● Records to use
###
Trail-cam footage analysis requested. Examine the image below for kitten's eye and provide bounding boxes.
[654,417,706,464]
###
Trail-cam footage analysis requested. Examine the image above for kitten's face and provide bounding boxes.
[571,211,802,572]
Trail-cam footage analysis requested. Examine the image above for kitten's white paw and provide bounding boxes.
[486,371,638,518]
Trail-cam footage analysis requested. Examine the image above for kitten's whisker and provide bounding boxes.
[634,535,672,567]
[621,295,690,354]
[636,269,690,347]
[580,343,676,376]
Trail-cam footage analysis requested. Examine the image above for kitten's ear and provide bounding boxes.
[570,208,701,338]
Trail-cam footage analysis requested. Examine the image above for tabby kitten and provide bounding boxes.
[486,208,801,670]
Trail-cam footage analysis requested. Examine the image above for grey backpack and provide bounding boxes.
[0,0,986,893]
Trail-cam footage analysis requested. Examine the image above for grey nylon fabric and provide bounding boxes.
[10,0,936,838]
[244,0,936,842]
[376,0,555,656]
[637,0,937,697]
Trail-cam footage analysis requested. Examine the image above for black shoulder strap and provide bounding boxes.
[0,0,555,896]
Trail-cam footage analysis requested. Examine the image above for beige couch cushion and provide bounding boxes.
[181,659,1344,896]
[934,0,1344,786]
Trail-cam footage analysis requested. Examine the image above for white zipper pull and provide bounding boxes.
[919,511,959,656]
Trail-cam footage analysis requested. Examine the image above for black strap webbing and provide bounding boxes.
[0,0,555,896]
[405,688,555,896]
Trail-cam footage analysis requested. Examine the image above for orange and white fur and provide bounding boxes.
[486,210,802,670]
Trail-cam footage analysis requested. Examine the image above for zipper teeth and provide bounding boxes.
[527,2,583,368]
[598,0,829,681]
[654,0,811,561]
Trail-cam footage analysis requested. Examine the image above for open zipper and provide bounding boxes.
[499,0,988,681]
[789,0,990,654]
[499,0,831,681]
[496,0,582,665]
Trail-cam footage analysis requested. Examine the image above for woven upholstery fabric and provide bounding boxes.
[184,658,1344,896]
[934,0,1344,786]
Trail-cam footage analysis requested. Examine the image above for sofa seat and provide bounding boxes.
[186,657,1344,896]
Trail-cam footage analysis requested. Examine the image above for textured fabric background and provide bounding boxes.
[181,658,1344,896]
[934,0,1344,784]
###
● Written task
Starting with the line that contains "backpack and provide bounding boxes." and going on through the line that contains "[919,511,959,656]", change "grey" to "gray" and give back those lines of data with nothing else altered.

● Correct result
Trail-cam footage analysis requested. Examine the image above for gray backpack and provide bounding boxes.
[0,0,986,893]
Trail-cam footage analysis requested. Examine the image above for gray nylon fabric and provide bounding boxes.
[10,0,936,838]
[244,0,936,842]
[376,0,555,656]
[637,0,937,697]
Trail-cam footage analysis requested. Examine the image above for black shoulder strap and provide bounding boxes.
[0,0,555,896]
Trail-cam footage analysis requested. Examine the image above for beige couch cushion and provide bounding boxes.
[181,659,1344,896]
[934,0,1344,786]
Trail-cam footage analysis requested. Examine the image above for white zipper pull and provide bounding boxes.
[919,511,959,656]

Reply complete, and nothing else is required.